* start INPUT RECORDS *

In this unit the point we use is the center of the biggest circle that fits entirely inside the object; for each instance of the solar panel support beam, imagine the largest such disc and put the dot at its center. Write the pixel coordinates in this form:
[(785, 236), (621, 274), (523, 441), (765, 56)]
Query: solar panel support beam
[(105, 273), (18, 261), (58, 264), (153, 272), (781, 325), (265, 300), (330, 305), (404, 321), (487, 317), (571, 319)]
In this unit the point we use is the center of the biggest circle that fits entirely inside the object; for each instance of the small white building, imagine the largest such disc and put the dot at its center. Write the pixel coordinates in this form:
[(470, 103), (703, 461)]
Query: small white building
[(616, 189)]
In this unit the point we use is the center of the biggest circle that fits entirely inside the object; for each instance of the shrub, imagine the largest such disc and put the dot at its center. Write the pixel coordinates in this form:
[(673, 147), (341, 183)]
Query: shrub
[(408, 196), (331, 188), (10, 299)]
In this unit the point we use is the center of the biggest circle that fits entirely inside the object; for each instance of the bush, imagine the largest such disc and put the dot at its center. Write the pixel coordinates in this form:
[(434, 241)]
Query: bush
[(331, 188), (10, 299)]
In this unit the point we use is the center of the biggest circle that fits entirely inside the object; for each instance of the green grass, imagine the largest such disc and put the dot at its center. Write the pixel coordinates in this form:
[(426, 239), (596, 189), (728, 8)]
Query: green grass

* end INPUT RECORDS *

THE PROBLEM
Rewrite the records above as a Markdown table with the columns "No." and "Line". Give one numbered row per line and leave out any blank lines.

OUTPUT FOR THIS EXERCISE
| No. | Line |
|---|---|
| 1 | In this unit the point we use is the center of the biggest circle that fits entirely inside the object; for each instance of the solar panel support beam, imagine the largest such disc and put the dot at its center. Write the pixel coordinates in this form: |
| 2 | [(785, 236), (621, 274), (523, 441), (765, 56)] |
| 3 | Query: solar panel support beam |
| 4 | [(105, 273), (18, 261), (58, 264), (153, 272), (781, 325), (265, 300), (330, 305), (404, 321), (487, 317), (571, 319)] |
| 5 | In this unit the point we use is the center of the biggest circle that fits entirely inside the object; for each instance of the small white building, imagine the largest such disc and put the dot at its center. Write the pixel coordinates in this form: |
| 6 | [(470, 103), (703, 461)] |
| 7 | Query: small white building |
| 8 | [(616, 189)] |
| 9 | In this unit the point we use is the center of the biggest circle that fits entirely inside the object; for each instance of the shrub, imagine the largest such disc and put the dot at its center. Write the pixel coordinates in this form: |
| 10 | [(673, 147), (341, 183)] |
| 11 | Query: shrub |
| 12 | [(408, 196), (331, 188), (10, 299)] |
| 13 | In this unit the point we use is the center of the biggest circle that fits entirely inside the object; for each instance of the bush, imagine the largest such disc and put the dot at its center. Write the pixel coordinates in this form: |
| 14 | [(434, 241)] |
| 15 | Query: bush |
| 16 | [(331, 188), (10, 299)] |
| 17 | In this unit the point we use is the center of the biggest circle that fits entirely inside the object; for each instance of the green grass, imagine the largest such disc and put the dot at its center. Write the pixel coordinates in this form: |
| 18 | [(426, 239), (596, 189), (728, 8)] |
| 19 | Query: green grass |